▶ _Set exercise_: Update the stretch of the records from the start through the line containing "43 163 L 43" by replacing "dirt patch" with "bare soil patch", keeping everything else the same. Leave the pictures out of your answer.

Labeled area outline records:
"""
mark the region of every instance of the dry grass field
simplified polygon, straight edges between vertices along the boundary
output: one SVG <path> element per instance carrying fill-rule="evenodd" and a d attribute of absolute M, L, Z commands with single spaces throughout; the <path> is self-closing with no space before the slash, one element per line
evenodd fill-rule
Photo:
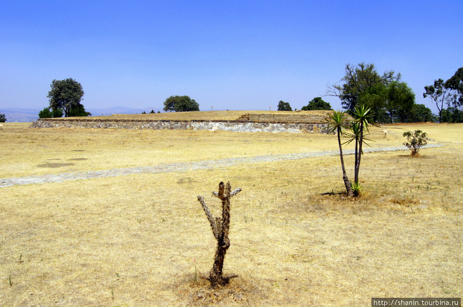
<path fill-rule="evenodd" d="M 335 149 L 334 136 L 0 130 L 0 178 Z M 463 296 L 463 125 L 373 128 L 373 147 L 421 129 L 443 147 L 365 155 L 363 196 L 339 157 L 0 188 L 0 306 L 369 306 Z M 353 157 L 346 156 L 353 177 Z M 232 199 L 230 282 L 204 278 L 221 181 Z"/>

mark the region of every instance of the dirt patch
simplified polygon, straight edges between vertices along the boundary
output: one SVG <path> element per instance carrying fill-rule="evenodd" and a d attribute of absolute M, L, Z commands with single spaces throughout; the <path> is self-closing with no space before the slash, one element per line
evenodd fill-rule
<path fill-rule="evenodd" d="M 43 163 L 43 164 L 39 164 L 38 167 L 49 167 L 50 168 L 57 168 L 58 167 L 62 167 L 63 166 L 71 166 L 75 165 L 74 163 Z"/>

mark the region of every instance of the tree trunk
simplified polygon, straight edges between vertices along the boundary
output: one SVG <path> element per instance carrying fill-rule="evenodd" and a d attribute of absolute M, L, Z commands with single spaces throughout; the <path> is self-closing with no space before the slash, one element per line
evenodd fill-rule
<path fill-rule="evenodd" d="M 354 180 L 356 184 L 359 183 L 359 171 L 360 169 L 360 160 L 362 159 L 362 144 L 363 143 L 363 123 L 360 123 L 360 140 L 359 141 L 359 152 L 355 150 L 355 167 L 354 169 L 355 177 Z M 357 146 L 355 146 L 357 148 Z"/>
<path fill-rule="evenodd" d="M 347 173 L 346 172 L 346 168 L 344 166 L 344 157 L 343 156 L 343 146 L 341 143 L 341 128 L 337 128 L 337 142 L 339 144 L 339 153 L 341 158 L 341 166 L 343 168 L 343 180 L 344 181 L 344 185 L 346 186 L 346 191 L 347 192 L 347 196 L 351 197 L 353 194 L 352 191 L 352 186 L 350 185 L 350 182 L 349 178 L 347 178 Z"/>
<path fill-rule="evenodd" d="M 228 239 L 228 229 L 230 227 L 230 197 L 238 194 L 241 189 L 238 188 L 232 191 L 232 186 L 229 181 L 226 186 L 223 182 L 219 184 L 219 192 L 212 192 L 215 196 L 222 201 L 222 220 L 219 218 L 214 219 L 209 208 L 206 205 L 204 199 L 198 196 L 198 199 L 203 206 L 207 219 L 210 224 L 214 237 L 217 240 L 217 250 L 214 257 L 214 264 L 209 274 L 210 285 L 213 288 L 223 285 L 225 280 L 222 276 L 223 261 L 227 250 L 230 246 Z"/>

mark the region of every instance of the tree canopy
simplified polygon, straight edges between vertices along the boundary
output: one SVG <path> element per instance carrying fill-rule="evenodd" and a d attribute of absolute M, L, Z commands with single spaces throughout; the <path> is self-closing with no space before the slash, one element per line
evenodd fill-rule
<path fill-rule="evenodd" d="M 361 104 L 371 109 L 374 121 L 383 121 L 388 117 L 392 120 L 395 116 L 403 121 L 411 114 L 415 94 L 401 82 L 400 73 L 389 70 L 380 75 L 374 64 L 365 63 L 347 64 L 345 70 L 342 83 L 328 85 L 327 94 L 339 97 L 343 108 L 351 115 Z"/>
<path fill-rule="evenodd" d="M 443 108 L 444 102 L 448 102 L 450 96 L 450 91 L 445 86 L 445 83 L 442 79 L 434 80 L 432 85 L 426 85 L 424 87 L 424 92 L 423 97 L 426 98 L 428 96 L 436 104 L 439 110 L 439 122 L 441 122 L 442 110 Z"/>
<path fill-rule="evenodd" d="M 394 116 L 400 122 L 405 122 L 413 113 L 415 93 L 405 82 L 393 81 L 386 86 L 386 94 L 384 108 L 390 122 L 394 122 Z"/>
<path fill-rule="evenodd" d="M 165 112 L 199 111 L 199 104 L 189 96 L 171 96 L 164 102 Z"/>
<path fill-rule="evenodd" d="M 321 97 L 315 97 L 309 102 L 309 104 L 301 108 L 301 110 L 310 111 L 311 110 L 332 110 L 331 105 L 324 101 Z"/>
<path fill-rule="evenodd" d="M 50 110 L 49 107 L 45 107 L 43 110 L 39 112 L 39 118 L 52 118 L 62 117 L 63 116 L 62 109 L 55 109 Z"/>
<path fill-rule="evenodd" d="M 47 97 L 49 99 L 50 109 L 62 109 L 65 117 L 70 116 L 72 109 L 81 109 L 80 101 L 84 93 L 80 83 L 68 78 L 64 80 L 53 80 L 50 86 L 51 89 Z"/>
<path fill-rule="evenodd" d="M 284 102 L 282 100 L 280 100 L 278 103 L 278 108 L 277 111 L 292 111 L 291 106 L 290 105 L 289 102 Z"/>

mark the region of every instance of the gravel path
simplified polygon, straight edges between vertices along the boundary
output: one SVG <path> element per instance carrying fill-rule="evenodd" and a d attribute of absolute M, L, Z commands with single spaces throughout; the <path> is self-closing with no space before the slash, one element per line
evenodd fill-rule
<path fill-rule="evenodd" d="M 423 148 L 440 147 L 437 144 L 428 145 Z M 367 148 L 364 149 L 364 152 L 375 152 L 379 151 L 392 151 L 396 150 L 407 150 L 405 146 Z M 352 155 L 353 150 L 343 150 L 344 155 Z M 24 185 L 35 183 L 47 183 L 50 182 L 62 182 L 69 180 L 83 180 L 104 177 L 115 177 L 125 175 L 138 174 L 158 174 L 173 171 L 184 171 L 194 169 L 204 169 L 216 167 L 223 167 L 240 164 L 259 163 L 280 161 L 289 160 L 306 159 L 315 157 L 339 155 L 339 150 L 328 150 L 325 151 L 314 151 L 313 152 L 301 152 L 299 154 L 288 154 L 286 155 L 273 155 L 271 156 L 259 156 L 257 157 L 245 157 L 242 158 L 229 158 L 219 160 L 193 161 L 190 162 L 180 162 L 130 167 L 124 168 L 113 168 L 102 170 L 88 170 L 87 171 L 76 171 L 74 172 L 63 172 L 57 174 L 37 175 L 0 179 L 0 187 L 5 187 L 13 185 Z"/>

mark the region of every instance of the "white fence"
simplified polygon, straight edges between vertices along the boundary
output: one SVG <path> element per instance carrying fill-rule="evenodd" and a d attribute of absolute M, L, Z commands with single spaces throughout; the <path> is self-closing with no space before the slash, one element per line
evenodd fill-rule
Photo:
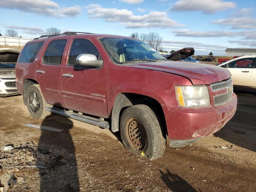
<path fill-rule="evenodd" d="M 20 38 L 19 37 L 0 36 L 0 45 L 24 46 L 27 42 L 31 41 L 32 39 L 32 38 Z"/>

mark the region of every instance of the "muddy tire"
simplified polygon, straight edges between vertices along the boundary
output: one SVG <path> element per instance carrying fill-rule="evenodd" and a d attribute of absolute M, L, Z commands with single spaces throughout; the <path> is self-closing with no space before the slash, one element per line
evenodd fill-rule
<path fill-rule="evenodd" d="M 154 160 L 165 150 L 166 139 L 152 109 L 145 105 L 129 107 L 122 113 L 120 133 L 123 144 L 136 155 Z"/>
<path fill-rule="evenodd" d="M 28 87 L 26 103 L 29 113 L 34 118 L 43 119 L 51 114 L 50 112 L 46 111 L 45 108 L 52 106 L 45 102 L 39 85 L 34 84 Z"/>

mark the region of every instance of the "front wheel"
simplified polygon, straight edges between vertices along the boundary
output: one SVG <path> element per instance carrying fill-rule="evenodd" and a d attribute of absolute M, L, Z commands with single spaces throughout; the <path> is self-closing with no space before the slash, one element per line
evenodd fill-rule
<path fill-rule="evenodd" d="M 34 118 L 43 119 L 51 114 L 46 110 L 45 108 L 52 106 L 46 102 L 40 87 L 38 84 L 32 85 L 28 87 L 26 94 L 26 102 L 29 113 Z"/>
<path fill-rule="evenodd" d="M 134 105 L 124 110 L 120 132 L 125 148 L 138 156 L 154 160 L 164 152 L 165 135 L 156 114 L 146 105 Z"/>

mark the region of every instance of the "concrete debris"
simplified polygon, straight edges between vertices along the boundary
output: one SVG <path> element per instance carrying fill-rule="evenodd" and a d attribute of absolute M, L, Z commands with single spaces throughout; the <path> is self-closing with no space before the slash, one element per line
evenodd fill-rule
<path fill-rule="evenodd" d="M 66 162 L 62 156 L 53 153 L 52 149 L 38 148 L 32 142 L 16 147 L 13 144 L 9 144 L 1 150 L 0 192 L 6 192 L 9 187 L 23 182 L 23 177 L 16 175 L 16 172 L 20 171 L 19 169 L 29 167 L 28 170 L 32 170 L 32 168 L 40 168 L 40 171 L 36 172 L 32 176 L 33 178 L 38 178 L 48 174 L 49 170 L 58 163 L 60 165 Z"/>
<path fill-rule="evenodd" d="M 7 145 L 3 148 L 2 150 L 3 151 L 10 151 L 10 150 L 13 149 L 14 148 L 13 146 Z"/>
<path fill-rule="evenodd" d="M 232 151 L 234 151 L 236 150 L 233 148 L 233 146 L 231 145 L 227 145 L 226 146 L 214 146 L 214 147 L 219 149 L 224 149 L 224 150 L 231 150 Z"/>
<path fill-rule="evenodd" d="M 35 125 L 34 124 L 28 124 L 25 125 L 26 127 L 32 127 L 33 128 L 36 128 L 37 129 L 42 129 L 43 130 L 46 130 L 47 131 L 53 131 L 54 132 L 57 132 L 58 133 L 60 133 L 60 132 L 63 131 L 64 130 L 61 129 L 58 129 L 57 128 L 54 128 L 53 127 L 48 127 L 47 126 L 43 126 L 42 125 Z"/>

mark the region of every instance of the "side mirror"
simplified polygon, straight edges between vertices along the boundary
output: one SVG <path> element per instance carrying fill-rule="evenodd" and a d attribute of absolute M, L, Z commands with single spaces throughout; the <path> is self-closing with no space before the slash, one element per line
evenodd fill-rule
<path fill-rule="evenodd" d="M 76 65 L 84 67 L 100 68 L 103 61 L 98 60 L 97 57 L 92 54 L 81 54 L 76 58 Z"/>

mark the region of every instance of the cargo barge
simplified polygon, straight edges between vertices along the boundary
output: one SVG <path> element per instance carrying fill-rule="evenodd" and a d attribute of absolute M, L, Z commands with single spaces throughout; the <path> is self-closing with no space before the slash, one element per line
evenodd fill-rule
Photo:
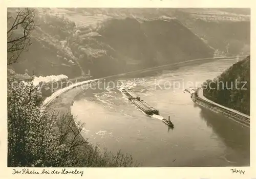
<path fill-rule="evenodd" d="M 151 116 L 159 115 L 159 111 L 158 110 L 150 106 L 144 100 L 141 100 L 140 97 L 134 94 L 131 89 L 126 90 L 124 89 L 122 89 L 121 90 L 121 93 L 145 114 Z M 162 121 L 168 126 L 170 127 L 174 127 L 173 123 L 169 120 L 169 116 L 168 120 L 163 118 L 162 119 Z"/>

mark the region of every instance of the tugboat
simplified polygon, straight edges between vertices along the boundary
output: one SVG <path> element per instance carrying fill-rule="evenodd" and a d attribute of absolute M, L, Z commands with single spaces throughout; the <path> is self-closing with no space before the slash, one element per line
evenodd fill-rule
<path fill-rule="evenodd" d="M 146 103 L 144 100 L 141 100 L 140 97 L 137 96 L 136 94 L 132 92 L 131 89 L 128 89 L 127 90 L 122 89 L 121 90 L 121 93 L 125 96 L 130 101 L 133 103 L 136 106 L 137 106 L 139 109 L 142 111 L 145 114 L 153 116 L 156 115 L 159 117 L 159 111 L 151 107 L 150 105 Z M 162 117 L 161 117 L 162 118 Z M 165 123 L 170 128 L 174 127 L 174 124 L 170 120 L 170 116 L 169 116 L 168 120 L 164 118 L 162 119 L 163 122 Z"/>
<path fill-rule="evenodd" d="M 167 125 L 168 126 L 169 126 L 170 127 L 173 128 L 174 125 L 173 123 L 173 122 L 172 122 L 172 121 L 170 120 L 170 116 L 169 116 L 168 117 L 168 120 L 167 120 L 165 119 L 163 119 L 162 121 L 163 121 L 163 122 L 165 123 L 166 125 Z"/>

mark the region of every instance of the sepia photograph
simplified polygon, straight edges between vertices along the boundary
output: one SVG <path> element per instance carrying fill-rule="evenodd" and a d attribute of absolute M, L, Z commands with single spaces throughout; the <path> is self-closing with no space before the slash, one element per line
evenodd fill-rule
<path fill-rule="evenodd" d="M 251 165 L 250 8 L 7 17 L 8 167 Z"/>

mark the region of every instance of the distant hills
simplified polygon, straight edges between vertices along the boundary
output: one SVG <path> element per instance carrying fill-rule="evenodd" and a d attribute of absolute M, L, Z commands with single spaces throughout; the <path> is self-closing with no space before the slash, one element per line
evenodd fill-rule
<path fill-rule="evenodd" d="M 39 25 L 33 33 L 33 44 L 20 63 L 9 67 L 18 73 L 73 78 L 90 69 L 97 78 L 189 59 L 249 54 L 250 15 L 244 13 L 207 8 L 36 11 Z M 14 9 L 8 12 L 15 16 Z"/>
"""
▶ _Answer to the task_:
mark the region of every instance of the dry grass field
simplified polygon, straight edges between vertices along the boundary
output: one SVG <path> element per instance carrying fill-rule="evenodd" and a d attribute of absolute M, L, Z commands with single spaces throughout; the <path> is self-closing with no space before the slash, one element per line
evenodd fill-rule
Photo:
<path fill-rule="evenodd" d="M 335 149 L 334 136 L 0 130 L 0 178 Z M 463 296 L 463 125 L 373 128 L 373 147 L 421 129 L 443 147 L 365 155 L 363 196 L 339 157 L 0 188 L 0 306 L 369 306 Z M 353 157 L 346 156 L 353 177 Z M 232 199 L 230 282 L 204 278 L 221 181 Z"/>

mark the region of every instance of the bare soil patch
simplified polygon, straight edges between vertices along the boundary
output: one SVG <path> element per instance carrying fill-rule="evenodd" and a d attribute of absolute M, L, Z commands with single spaces throughout; the <path> is self-closing with no space before the slash, one element per line
evenodd fill-rule
<path fill-rule="evenodd" d="M 43 163 L 43 164 L 39 164 L 38 167 L 49 167 L 50 168 L 57 168 L 58 167 L 62 167 L 63 166 L 71 166 L 75 165 L 74 163 Z"/>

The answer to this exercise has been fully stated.